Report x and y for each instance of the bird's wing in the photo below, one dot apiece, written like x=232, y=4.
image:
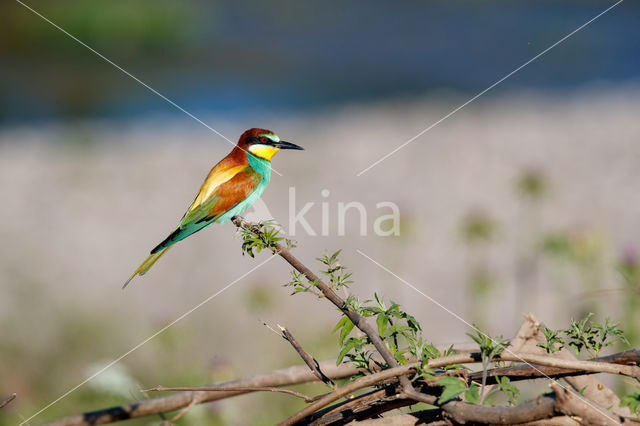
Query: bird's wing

--

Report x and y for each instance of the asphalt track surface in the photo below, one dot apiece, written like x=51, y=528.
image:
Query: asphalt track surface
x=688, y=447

* [DIRECTIONS]:
A clean copy is needed of the lines above from the one with "Report x and y for each instance of the bird's" up to and including the one with "Query: bird's wing". Please set it down exactly, with no pictures.

* [WRITTEN ANSWER]:
Report x and y for each instance of the bird's wing in the photo below, one dot apiece, written like x=232, y=4.
image:
Query: bird's wing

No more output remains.